**Exercise**:
Below are some records; reproduce every one of them exactly.

## BEGIN Records supplied

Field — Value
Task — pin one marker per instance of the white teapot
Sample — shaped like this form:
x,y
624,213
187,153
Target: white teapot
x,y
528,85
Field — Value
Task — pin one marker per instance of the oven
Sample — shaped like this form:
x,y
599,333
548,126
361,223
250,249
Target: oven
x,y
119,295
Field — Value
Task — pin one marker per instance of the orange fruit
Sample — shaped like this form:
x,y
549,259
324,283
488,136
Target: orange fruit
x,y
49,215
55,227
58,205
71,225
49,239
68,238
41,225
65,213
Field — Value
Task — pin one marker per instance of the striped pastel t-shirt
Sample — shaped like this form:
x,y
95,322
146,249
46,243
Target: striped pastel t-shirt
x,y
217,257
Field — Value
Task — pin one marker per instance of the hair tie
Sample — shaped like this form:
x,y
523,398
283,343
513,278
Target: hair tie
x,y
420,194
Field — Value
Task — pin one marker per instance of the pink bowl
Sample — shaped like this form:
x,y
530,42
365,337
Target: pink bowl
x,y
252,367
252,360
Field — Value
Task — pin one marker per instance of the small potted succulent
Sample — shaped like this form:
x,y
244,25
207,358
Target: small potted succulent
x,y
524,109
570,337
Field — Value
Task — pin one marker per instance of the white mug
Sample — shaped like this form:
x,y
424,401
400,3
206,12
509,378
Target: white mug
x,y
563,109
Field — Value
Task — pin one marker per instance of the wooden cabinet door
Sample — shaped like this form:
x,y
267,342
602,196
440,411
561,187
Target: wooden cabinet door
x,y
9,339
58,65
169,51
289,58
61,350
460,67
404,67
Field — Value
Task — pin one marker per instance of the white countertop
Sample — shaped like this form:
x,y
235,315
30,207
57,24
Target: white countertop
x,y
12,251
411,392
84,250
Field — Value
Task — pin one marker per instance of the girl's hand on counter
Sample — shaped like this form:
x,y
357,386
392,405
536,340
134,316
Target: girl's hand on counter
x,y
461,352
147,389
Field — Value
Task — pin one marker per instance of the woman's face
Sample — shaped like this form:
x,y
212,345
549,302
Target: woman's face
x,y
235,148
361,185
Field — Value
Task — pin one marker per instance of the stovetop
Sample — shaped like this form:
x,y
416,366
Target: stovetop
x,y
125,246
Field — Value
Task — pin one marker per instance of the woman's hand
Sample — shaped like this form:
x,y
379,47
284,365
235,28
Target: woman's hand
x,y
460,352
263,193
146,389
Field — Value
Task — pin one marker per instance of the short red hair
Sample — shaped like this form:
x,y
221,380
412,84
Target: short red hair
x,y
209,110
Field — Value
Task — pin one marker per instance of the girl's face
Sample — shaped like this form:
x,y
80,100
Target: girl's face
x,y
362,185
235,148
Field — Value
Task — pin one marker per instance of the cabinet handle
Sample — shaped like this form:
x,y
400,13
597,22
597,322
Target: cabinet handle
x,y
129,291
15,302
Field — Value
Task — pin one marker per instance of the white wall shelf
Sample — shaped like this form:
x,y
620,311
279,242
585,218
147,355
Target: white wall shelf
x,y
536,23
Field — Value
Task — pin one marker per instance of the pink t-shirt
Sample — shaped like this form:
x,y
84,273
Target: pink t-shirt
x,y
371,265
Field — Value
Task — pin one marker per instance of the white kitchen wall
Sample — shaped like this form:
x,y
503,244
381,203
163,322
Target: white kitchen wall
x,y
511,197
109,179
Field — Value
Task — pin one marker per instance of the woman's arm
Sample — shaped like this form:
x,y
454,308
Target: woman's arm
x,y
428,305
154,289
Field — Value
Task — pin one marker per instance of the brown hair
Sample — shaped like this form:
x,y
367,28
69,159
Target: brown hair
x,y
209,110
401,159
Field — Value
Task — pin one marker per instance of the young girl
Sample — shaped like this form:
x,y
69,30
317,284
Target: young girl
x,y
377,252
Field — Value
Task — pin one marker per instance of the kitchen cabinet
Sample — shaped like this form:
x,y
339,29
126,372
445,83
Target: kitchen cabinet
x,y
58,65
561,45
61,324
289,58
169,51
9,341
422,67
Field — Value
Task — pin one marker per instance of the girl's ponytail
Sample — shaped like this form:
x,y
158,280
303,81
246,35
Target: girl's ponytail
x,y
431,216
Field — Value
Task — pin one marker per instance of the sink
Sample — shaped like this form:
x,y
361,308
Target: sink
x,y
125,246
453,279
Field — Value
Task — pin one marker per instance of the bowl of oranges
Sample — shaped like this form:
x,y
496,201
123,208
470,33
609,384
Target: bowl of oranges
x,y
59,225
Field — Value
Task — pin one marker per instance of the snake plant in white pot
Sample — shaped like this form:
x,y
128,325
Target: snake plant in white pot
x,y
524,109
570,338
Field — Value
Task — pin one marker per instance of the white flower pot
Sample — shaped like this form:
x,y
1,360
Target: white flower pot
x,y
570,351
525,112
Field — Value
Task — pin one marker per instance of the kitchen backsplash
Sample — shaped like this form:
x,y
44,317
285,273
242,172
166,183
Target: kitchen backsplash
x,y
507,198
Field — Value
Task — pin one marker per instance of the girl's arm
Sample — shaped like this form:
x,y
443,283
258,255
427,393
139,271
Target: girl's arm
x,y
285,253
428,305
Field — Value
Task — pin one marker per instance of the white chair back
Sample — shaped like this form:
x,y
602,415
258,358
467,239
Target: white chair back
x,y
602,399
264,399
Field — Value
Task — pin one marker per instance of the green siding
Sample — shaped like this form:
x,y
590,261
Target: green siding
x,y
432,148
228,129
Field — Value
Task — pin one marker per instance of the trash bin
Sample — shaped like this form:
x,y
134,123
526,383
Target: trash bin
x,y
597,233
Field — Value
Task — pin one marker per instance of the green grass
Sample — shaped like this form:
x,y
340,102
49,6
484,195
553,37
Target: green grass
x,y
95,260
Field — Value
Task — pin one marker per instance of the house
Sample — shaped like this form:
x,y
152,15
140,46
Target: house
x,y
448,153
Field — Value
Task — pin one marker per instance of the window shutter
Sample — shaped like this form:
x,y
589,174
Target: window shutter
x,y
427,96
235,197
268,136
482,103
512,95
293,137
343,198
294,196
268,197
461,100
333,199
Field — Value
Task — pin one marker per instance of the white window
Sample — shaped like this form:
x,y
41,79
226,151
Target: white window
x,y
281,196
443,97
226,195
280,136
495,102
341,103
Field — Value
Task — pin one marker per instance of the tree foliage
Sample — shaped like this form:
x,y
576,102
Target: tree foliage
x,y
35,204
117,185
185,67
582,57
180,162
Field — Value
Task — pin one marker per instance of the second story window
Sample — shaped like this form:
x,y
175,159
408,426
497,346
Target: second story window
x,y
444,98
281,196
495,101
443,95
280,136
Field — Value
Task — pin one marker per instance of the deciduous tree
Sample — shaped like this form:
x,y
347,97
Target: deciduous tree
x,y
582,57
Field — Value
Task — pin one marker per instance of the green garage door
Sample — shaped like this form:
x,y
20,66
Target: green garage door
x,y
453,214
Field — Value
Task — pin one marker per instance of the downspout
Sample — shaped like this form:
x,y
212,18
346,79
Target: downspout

## END Records supplied

**Right answer**:
Field — Value
Task — pin one marker per instance of the white teapot
Sample — shaped like this form:
x,y
624,213
187,153
Target: white teapot
x,y
528,85
Field — Value
Task — pin one marker per instance of the oven
Sample — shaped like this form:
x,y
599,333
548,126
361,223
250,249
Target: oven
x,y
119,295
Field — Value
Task — pin one marker per instance of the orange fruit
Sample — shaped like this form:
x,y
549,259
324,283
488,136
Target: orange fruit
x,y
49,215
55,227
58,205
71,225
49,239
68,238
41,225
65,213
Field — Value
Task — pin one marker per instance of the striped pastel t-shirt
Sample — shaped like this form:
x,y
95,322
146,249
46,243
Target: striped pastel t-shirt
x,y
217,257
Field — Value
Task — pin one marker per instance of the hair tie
Sample — shaped like this form:
x,y
523,398
283,343
513,278
Target: hair tie
x,y
420,194
Field — Value
Task — pin one marker per instance of the pink bowl
Sample — shaped like this form:
x,y
530,42
365,337
Target: pink bowl
x,y
252,367
252,360
Field — Value
Task — pin one marker per instance of the small potted succulent
Sample — shaped like this form:
x,y
244,25
207,358
Target: small potted succulent
x,y
524,109
570,337
Field — Value
Task — pin one marker per instance of the white mug
Sample — shaped like this form:
x,y
424,401
400,3
206,12
509,378
Target: white mug
x,y
563,109
Field — Value
Task — pin one marker per instance of the wooden cabinet door
Sample — shaped like this form:
x,y
267,342
602,196
440,411
561,187
Target: wooden cabinet door
x,y
9,339
58,65
169,51
289,58
61,350
460,67
404,67
Field — Value
Task — pin one marker per instance of the white countertop
Sample — shaped like this form:
x,y
235,315
30,207
57,24
Target: white countertop
x,y
12,251
411,392
84,250
Field — Value
Task — pin one marker per instance of the girl's hand on counter
Sample — shaped like this form:
x,y
357,386
392,405
536,340
134,316
Target: girl's hand on counter
x,y
461,352
147,389
Field — Value
Task — pin one marker per instance of the woman's face
Sample — shaped like this form:
x,y
212,345
549,302
Target: woman's face
x,y
235,148
361,185
Field — Value
Task — pin one marker per instance of the stovetop
Sample — shaped like this form:
x,y
416,366
Target: stovetop
x,y
125,246
Field — Value
Task — pin one marker per instance of the woman's hand
Sample — shaped like this form:
x,y
379,47
284,365
235,28
Target: woman's hand
x,y
460,352
263,193
146,389
Field — Value
Task — pin one marker per instance of the short red hair
Sample — shaped like this form:
x,y
221,380
412,84
Target: short red hair
x,y
209,110
Field — Value
Task — pin one marker per instance of the girl's face
Sample — shaped like this form:
x,y
80,100
Target: girl's face
x,y
362,185
235,148
Field — Value
Task — pin one marker per instance of the cabinet handle
Sample — shaped like this form:
x,y
400,13
597,22
597,322
Target: cabinet handle
x,y
129,291
15,302
Field — Value
Task — pin one marker per instance of the white wall shelf
Sample — shaped like this form:
x,y
620,311
279,242
585,218
147,355
Target: white wall shelf
x,y
536,23
Field — Value
Task — pin one marker per instance of the pink t-shirt
Sample — shaped like this form:
x,y
84,273
Target: pink t-shirt
x,y
371,265
Field — Value
Task — pin one marker per instance of the white kitchen wall
Sample — shaped like this form:
x,y
503,244
381,203
163,322
Target: white kitchen wall
x,y
511,197
109,179
Field — Value
Task — pin one marker per instance of the woman's arm
Sample — shaped like this form:
x,y
454,308
Target: woman's arm
x,y
428,305
154,289
Field — Value
Task — pin one marker per instance of the brown hair
Sample — shaped like this form:
x,y
367,28
69,159
Target: brown hair
x,y
209,110
401,159
Field — Value
Task — pin one marker per instance of the young girl
Sample — shaped like this form:
x,y
69,30
317,284
Target: young girl
x,y
377,252
Field — Value
Task — pin one marker per instance of the kitchen cabinet
Sample — shaped like this form:
x,y
339,29
126,372
445,83
Target: kitchen cabinet
x,y
58,65
561,45
61,324
289,58
169,51
9,341
422,67
Field — Value
Task — pin one marker per instance of the girl's ponytail
Sample — shaped like this form:
x,y
158,280
303,81
246,35
Target: girl's ponytail
x,y
431,216
Field — Value
Task — pin one marker per instance of the sink
Sample — shaped like this form:
x,y
361,308
Target: sink
x,y
125,246
453,279
Field — Value
Task — pin one marker per instance of the bowl of oranges
Sample — shaped like this form:
x,y
496,201
123,208
470,33
609,384
Target: bowl of oranges
x,y
59,225
Field — Value
Task — pin one marker per instance of the snake plant in white pot
Sample — shaped like this form:
x,y
128,325
Target: snake plant in white pot
x,y
524,109
570,338
Field — Value
Task — pin one marker per instance of the white flower pot
Sample — shaped like this form:
x,y
1,360
Target: white flower pot
x,y
570,351
525,112
Field — Value
Task — pin one marker per instance of the kitchen backsplash
Sample — shaped like this form:
x,y
44,317
285,273
242,172
166,183
Target: kitchen backsplash
x,y
507,198
Field — Value
Task — pin one marker per instance of the girl's arm
Sample — shaped like this form:
x,y
443,283
258,255
427,393
139,271
Target: girl's arm
x,y
285,253
428,305
Field — Value
Task — pin one marker per instance of the white chair back
Sample — shaped like this form:
x,y
602,415
258,358
467,239
Target: white chair back
x,y
602,399
264,399
Field — Value
Task — pin one marker per instance of the green siding
Sample — shaped like this form:
x,y
590,261
Target: green siding
x,y
432,148
228,129
Field — Value
Task — pin one marker per instance of the trash bin
Sample — shaped like this form:
x,y
134,123
526,383
Target: trash bin
x,y
597,233
Field — Value
Task — pin one marker per instance of the green grass
Sample — shaped like this form:
x,y
340,102
49,6
484,195
553,37
Target: green grass
x,y
95,260
Field — Value
Task — pin one marker per instance of the house
Sample — shaped like this form:
x,y
152,15
140,46
Target: house
x,y
448,153
Field — Value
Task — pin one marker per instance of the window shutter
Sample — shaped like this form:
x,y
589,174
Target: window shutter
x,y
427,96
235,197
268,136
482,103
512,95
293,137
343,198
294,196
268,197
461,100
333,199
Field — Value
Task — pin one marker per instance of the white window
Sample — shaped like this form:
x,y
41,79
226,151
Target: white window
x,y
281,196
443,97
226,195
280,136
495,102
341,103
Field — Value
Task — pin one marker per instance of the tree foliage
Sample — shaped like this form:
x,y
576,102
Target: tree foliage
x,y
35,204
117,185
185,67
582,57
180,162
Field — Value
Task — pin one marker per instance of the second story window
Sample — shaped like this form:
x,y
175,159
408,426
497,346
Target: second story window
x,y
444,98
281,196
495,101
443,95
280,136
Field — Value
Task — pin one marker per instance of the deciduous tree
Sample — shaped like this form:
x,y
347,97
Target: deciduous tree
x,y
582,57
Field — Value
Task — pin one marker per instance of the green garage door
Sample — shaped like this form:
x,y
20,66
Target: green garage door
x,y
453,214
Field — Value
Task — pin one marker per instance of the downspout
Sample — shaped like this form:
x,y
212,18
346,79
Target: downspout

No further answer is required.